[Position annotation records]
------------------------------
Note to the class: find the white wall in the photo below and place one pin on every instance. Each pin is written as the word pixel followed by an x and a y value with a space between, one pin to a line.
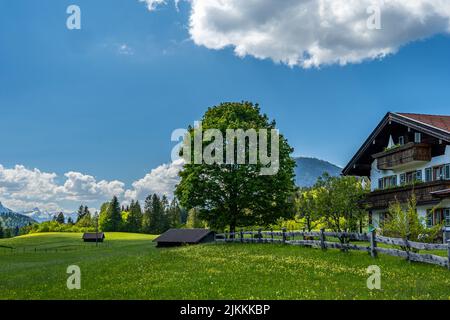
pixel 376 174
pixel 421 210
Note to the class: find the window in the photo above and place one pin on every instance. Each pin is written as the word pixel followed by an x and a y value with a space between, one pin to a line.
pixel 437 217
pixel 387 182
pixel 447 217
pixel 429 218
pixel 417 137
pixel 438 173
pixel 402 179
pixel 419 175
pixel 380 184
pixel 428 174
pixel 393 181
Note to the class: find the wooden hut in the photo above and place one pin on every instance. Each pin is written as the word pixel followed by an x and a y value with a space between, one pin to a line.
pixel 93 237
pixel 178 237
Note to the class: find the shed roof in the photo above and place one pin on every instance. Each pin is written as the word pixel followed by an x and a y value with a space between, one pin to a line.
pixel 437 121
pixel 93 235
pixel 183 235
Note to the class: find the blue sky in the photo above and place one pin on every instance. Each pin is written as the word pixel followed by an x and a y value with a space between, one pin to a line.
pixel 104 100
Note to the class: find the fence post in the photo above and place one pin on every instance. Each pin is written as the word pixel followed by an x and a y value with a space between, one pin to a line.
pixel 373 244
pixel 448 254
pixel 407 248
pixel 322 239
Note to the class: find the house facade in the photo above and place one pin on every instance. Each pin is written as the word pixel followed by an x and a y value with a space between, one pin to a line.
pixel 407 154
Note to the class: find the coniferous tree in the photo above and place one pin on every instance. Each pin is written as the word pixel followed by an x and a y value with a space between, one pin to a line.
pixel 86 211
pixel 110 216
pixel 134 219
pixel 193 220
pixel 80 213
pixel 174 214
pixel 60 218
pixel 146 218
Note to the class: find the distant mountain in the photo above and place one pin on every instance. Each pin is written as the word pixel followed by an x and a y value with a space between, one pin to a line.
pixel 11 219
pixel 42 216
pixel 309 169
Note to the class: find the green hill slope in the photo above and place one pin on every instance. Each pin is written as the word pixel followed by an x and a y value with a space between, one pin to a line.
pixel 129 266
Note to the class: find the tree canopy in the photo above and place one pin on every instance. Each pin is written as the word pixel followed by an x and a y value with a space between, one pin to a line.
pixel 229 194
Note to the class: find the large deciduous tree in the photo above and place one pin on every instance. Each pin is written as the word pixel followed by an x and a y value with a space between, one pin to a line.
pixel 232 194
pixel 110 216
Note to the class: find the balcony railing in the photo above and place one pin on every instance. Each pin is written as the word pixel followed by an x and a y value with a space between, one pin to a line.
pixel 403 155
pixel 381 199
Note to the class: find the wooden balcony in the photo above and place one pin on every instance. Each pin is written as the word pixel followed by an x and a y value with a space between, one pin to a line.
pixel 405 155
pixel 381 199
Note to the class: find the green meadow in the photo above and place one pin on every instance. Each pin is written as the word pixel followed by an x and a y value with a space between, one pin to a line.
pixel 129 266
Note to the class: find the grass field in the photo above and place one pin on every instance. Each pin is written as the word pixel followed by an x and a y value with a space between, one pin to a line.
pixel 128 266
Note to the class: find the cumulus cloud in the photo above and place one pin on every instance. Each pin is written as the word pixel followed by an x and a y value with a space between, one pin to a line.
pixel 161 180
pixel 24 188
pixel 312 33
pixel 79 186
pixel 125 49
pixel 153 4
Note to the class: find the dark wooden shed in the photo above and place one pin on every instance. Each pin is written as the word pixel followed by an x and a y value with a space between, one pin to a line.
pixel 93 237
pixel 178 237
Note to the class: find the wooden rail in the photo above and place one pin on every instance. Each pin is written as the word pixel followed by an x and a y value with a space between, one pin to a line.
pixel 318 239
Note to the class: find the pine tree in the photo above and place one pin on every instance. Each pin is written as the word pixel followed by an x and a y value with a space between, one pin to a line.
pixel 174 214
pixel 146 219
pixel 110 216
pixel 80 213
pixel 134 220
pixel 86 211
pixel 60 218
pixel 194 220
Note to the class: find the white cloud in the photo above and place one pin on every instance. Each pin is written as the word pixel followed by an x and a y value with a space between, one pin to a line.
pixel 161 180
pixel 312 33
pixel 79 187
pixel 125 49
pixel 23 188
pixel 153 4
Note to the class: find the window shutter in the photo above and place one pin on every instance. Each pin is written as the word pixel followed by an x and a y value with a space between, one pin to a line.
pixel 419 175
pixel 417 137
pixel 447 217
pixel 393 181
pixel 429 218
pixel 403 178
pixel 428 175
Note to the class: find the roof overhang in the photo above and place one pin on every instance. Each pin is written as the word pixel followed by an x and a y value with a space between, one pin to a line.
pixel 403 120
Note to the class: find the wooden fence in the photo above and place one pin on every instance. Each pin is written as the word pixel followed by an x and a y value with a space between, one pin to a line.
pixel 318 239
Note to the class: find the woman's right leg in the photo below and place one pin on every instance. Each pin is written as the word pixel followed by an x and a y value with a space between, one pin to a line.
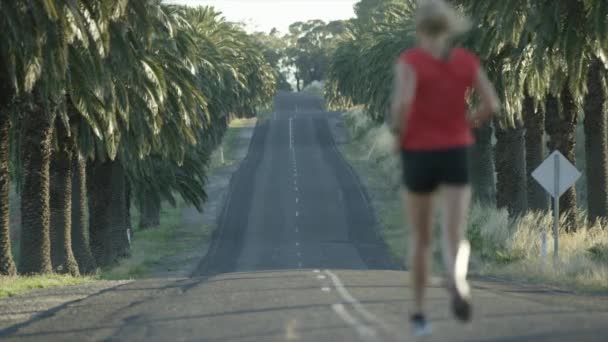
pixel 455 206
pixel 419 210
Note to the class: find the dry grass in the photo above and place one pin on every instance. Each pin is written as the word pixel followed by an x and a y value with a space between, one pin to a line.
pixel 11 286
pixel 502 246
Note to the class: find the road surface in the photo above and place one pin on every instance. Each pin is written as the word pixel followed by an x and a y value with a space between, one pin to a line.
pixel 296 258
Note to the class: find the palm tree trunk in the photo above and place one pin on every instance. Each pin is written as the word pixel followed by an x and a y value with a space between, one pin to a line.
pixel 482 167
pixel 62 256
pixel 596 143
pixel 107 216
pixel 99 179
pixel 118 238
pixel 534 122
pixel 511 169
pixel 150 211
pixel 35 211
pixel 80 246
pixel 128 196
pixel 7 265
pixel 562 136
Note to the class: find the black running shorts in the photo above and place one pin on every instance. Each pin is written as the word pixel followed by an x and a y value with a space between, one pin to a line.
pixel 424 171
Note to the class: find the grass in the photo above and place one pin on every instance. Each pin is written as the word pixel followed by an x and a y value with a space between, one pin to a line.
pixel 227 150
pixel 149 247
pixel 11 286
pixel 502 246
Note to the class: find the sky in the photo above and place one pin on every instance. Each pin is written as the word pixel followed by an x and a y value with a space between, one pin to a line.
pixel 263 15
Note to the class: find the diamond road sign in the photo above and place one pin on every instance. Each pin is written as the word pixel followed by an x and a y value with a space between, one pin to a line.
pixel 553 166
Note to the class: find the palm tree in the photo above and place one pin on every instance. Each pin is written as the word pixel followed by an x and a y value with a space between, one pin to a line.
pixel 534 123
pixel 596 141
pixel 7 265
pixel 80 243
pixel 62 256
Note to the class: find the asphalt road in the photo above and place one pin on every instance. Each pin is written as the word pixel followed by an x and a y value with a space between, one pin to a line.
pixel 296 258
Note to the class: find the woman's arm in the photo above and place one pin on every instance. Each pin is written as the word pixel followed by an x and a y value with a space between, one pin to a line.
pixel 490 103
pixel 404 90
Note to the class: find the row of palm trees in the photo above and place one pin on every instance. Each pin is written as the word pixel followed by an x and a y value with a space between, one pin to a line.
pixel 549 62
pixel 108 103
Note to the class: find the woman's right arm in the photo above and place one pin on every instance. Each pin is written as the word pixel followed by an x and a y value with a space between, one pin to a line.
pixel 490 102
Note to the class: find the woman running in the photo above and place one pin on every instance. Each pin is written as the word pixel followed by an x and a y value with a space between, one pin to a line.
pixel 429 116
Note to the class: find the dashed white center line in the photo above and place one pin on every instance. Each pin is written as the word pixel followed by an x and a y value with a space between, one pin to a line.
pixel 290 134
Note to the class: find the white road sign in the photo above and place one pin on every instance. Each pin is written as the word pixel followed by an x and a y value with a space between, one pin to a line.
pixel 556 165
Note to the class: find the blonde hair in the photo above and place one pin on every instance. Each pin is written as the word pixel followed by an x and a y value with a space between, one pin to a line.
pixel 436 17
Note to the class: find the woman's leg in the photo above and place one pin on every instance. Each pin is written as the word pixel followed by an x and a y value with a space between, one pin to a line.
pixel 455 205
pixel 419 210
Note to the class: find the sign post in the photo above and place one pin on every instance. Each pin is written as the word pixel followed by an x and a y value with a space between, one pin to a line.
pixel 556 175
pixel 556 196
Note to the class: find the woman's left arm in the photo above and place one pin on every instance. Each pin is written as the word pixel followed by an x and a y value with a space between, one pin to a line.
pixel 404 90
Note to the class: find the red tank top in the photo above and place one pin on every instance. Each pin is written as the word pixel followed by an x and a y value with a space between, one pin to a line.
pixel 437 118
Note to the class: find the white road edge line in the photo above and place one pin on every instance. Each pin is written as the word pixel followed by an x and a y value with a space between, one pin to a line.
pixel 354 302
pixel 362 329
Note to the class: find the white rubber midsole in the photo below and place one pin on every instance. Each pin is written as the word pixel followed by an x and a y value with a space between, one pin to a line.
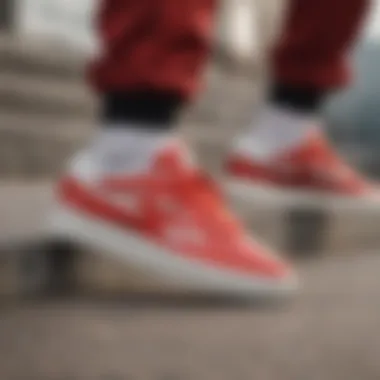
pixel 137 252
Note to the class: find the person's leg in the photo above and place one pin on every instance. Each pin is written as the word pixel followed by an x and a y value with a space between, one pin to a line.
pixel 133 192
pixel 308 62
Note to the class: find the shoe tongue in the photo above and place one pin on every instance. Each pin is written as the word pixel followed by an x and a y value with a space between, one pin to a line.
pixel 175 157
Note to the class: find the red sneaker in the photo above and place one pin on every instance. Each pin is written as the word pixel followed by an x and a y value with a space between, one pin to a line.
pixel 314 166
pixel 172 223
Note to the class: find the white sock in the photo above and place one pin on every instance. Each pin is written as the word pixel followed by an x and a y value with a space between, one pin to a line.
pixel 120 150
pixel 276 131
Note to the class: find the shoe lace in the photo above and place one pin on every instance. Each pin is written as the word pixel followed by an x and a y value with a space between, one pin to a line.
pixel 333 166
pixel 202 192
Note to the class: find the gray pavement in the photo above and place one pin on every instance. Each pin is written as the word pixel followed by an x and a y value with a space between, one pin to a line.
pixel 329 332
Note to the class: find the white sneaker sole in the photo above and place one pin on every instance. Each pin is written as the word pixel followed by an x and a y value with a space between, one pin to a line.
pixel 137 252
pixel 248 191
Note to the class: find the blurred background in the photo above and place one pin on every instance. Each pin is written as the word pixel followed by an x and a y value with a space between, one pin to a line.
pixel 44 44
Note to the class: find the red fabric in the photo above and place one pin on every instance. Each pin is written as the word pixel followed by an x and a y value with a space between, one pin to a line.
pixel 164 44
pixel 159 44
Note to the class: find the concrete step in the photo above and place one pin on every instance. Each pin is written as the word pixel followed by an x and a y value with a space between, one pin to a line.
pixel 313 228
pixel 33 95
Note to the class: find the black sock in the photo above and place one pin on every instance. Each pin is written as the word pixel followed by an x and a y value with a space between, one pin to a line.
pixel 150 109
pixel 296 98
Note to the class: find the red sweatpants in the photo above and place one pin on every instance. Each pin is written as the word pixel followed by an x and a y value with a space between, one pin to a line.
pixel 164 44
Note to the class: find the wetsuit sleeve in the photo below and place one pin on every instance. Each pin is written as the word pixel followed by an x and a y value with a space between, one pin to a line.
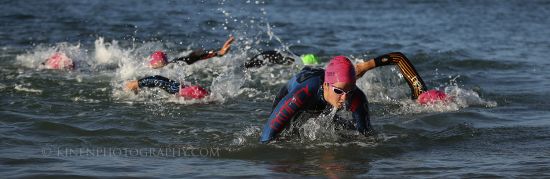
pixel 195 56
pixel 286 109
pixel 360 112
pixel 164 83
pixel 407 70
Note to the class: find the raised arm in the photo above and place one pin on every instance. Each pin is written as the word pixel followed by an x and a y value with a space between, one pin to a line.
pixel 202 55
pixel 405 66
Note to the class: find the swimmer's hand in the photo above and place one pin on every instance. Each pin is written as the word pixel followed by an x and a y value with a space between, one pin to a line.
pixel 226 46
pixel 158 64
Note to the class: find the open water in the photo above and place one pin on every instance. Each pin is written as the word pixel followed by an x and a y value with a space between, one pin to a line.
pixel 490 56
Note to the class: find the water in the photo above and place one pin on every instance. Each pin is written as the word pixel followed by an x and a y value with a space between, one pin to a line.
pixel 490 56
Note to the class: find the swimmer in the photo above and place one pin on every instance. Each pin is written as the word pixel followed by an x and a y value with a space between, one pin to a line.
pixel 275 57
pixel 168 85
pixel 315 90
pixel 419 91
pixel 59 61
pixel 158 59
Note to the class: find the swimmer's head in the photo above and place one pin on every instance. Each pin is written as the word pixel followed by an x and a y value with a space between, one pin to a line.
pixel 432 96
pixel 59 61
pixel 158 59
pixel 339 81
pixel 193 92
pixel 309 59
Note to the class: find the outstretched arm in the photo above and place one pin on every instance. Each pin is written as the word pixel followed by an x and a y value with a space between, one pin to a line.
pixel 405 66
pixel 202 55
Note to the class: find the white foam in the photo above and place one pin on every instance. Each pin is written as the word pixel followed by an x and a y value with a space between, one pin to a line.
pixel 19 87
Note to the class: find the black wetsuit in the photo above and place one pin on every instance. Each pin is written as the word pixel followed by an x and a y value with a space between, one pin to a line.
pixel 194 56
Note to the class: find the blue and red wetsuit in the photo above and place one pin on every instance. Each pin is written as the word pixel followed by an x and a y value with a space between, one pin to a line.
pixel 304 93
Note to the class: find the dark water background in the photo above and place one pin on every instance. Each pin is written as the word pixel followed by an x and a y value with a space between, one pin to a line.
pixel 489 55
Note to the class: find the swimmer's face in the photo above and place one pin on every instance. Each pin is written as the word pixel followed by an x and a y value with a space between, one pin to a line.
pixel 335 94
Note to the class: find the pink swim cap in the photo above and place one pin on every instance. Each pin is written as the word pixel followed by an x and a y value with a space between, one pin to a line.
pixel 193 92
pixel 340 69
pixel 432 96
pixel 158 56
pixel 59 61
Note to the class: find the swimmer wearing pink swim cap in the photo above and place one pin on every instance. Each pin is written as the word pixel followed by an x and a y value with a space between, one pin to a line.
pixel 316 91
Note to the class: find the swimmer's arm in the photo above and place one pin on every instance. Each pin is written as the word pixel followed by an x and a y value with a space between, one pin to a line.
pixel 284 112
pixel 202 55
pixel 406 68
pixel 363 67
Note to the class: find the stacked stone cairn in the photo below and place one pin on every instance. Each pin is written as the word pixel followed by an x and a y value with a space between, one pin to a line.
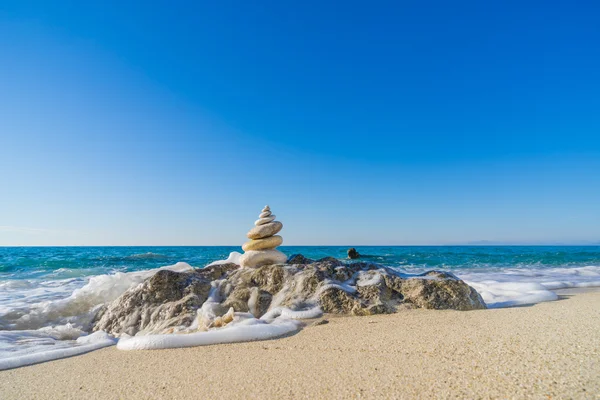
pixel 260 249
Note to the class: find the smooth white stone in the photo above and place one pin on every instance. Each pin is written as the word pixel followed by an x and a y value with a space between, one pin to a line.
pixel 265 230
pixel 263 244
pixel 263 221
pixel 257 258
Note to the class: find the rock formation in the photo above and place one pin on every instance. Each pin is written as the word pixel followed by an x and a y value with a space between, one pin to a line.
pixel 169 301
pixel 353 254
pixel 260 250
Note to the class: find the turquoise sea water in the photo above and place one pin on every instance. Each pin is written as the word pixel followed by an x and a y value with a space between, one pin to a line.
pixel 79 262
pixel 48 295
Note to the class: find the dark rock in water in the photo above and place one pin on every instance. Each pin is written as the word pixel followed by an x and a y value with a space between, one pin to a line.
pixel 169 300
pixel 353 254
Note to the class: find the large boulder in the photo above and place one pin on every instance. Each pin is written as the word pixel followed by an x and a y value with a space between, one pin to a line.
pixel 164 301
pixel 169 300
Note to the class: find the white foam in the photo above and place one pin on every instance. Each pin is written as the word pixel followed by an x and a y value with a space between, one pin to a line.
pixel 36 316
pixel 234 257
pixel 82 345
pixel 285 312
pixel 516 286
pixel 46 305
pixel 250 331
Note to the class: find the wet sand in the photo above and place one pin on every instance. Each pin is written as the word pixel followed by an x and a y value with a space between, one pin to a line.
pixel 550 350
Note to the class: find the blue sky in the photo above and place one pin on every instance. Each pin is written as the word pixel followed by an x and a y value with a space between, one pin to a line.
pixel 359 123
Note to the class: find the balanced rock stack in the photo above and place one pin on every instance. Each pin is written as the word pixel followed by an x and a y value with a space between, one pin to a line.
pixel 260 250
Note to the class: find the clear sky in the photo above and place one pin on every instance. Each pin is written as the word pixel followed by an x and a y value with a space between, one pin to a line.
pixel 401 122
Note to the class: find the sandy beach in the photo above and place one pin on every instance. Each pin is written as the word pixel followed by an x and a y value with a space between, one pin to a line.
pixel 549 350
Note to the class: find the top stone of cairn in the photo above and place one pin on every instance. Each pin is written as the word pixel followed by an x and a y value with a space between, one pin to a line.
pixel 260 250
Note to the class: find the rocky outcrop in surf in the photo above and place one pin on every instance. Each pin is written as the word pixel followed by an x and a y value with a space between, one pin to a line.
pixel 175 301
pixel 260 250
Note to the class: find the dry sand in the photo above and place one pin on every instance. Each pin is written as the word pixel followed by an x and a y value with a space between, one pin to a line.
pixel 550 350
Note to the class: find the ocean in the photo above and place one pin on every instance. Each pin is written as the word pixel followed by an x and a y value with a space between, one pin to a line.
pixel 49 295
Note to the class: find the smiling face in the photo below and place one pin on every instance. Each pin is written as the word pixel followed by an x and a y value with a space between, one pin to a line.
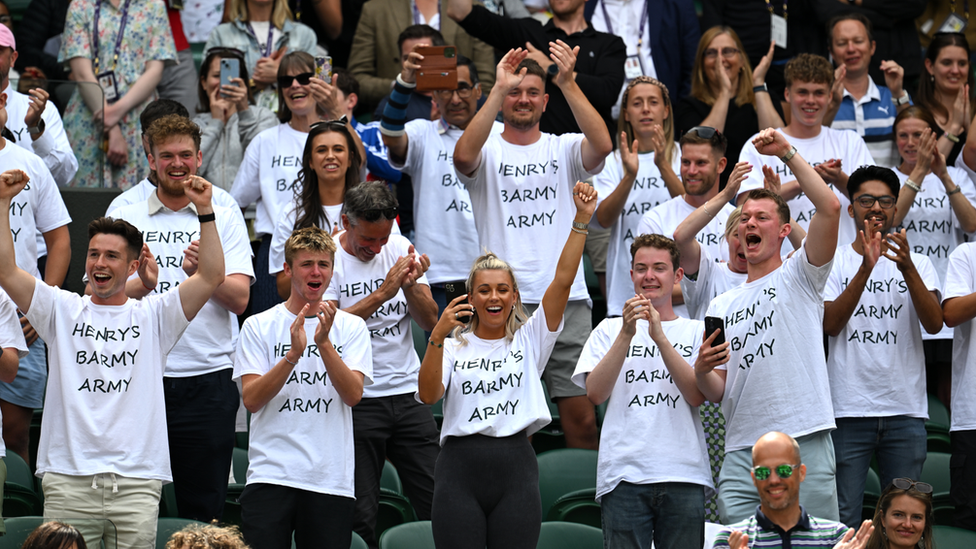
------------------------------
> [WRITTEN EXERCISE]: Pick out every line in the records that contains the word "stone" and copy each one.

> [FULL ANSWER]:
Note to the class: find the stacked stone cairn in the photo below and place one pin on every instance. Each pin is written as the word pixel followed by an x and a y value with a space between, one pin to a line.
Note to the class: find the smooth white stone in the photo above and place one pin on every instance. Each pin is written as the word pixel followed by an x and a y value with a space between, one pin to a line.
Note to the class: find the top stone of cairn in the photo above and place one pin on every instance. Each pin is written as the word pixel followed by an x and a y value with a space between, one pin to a line.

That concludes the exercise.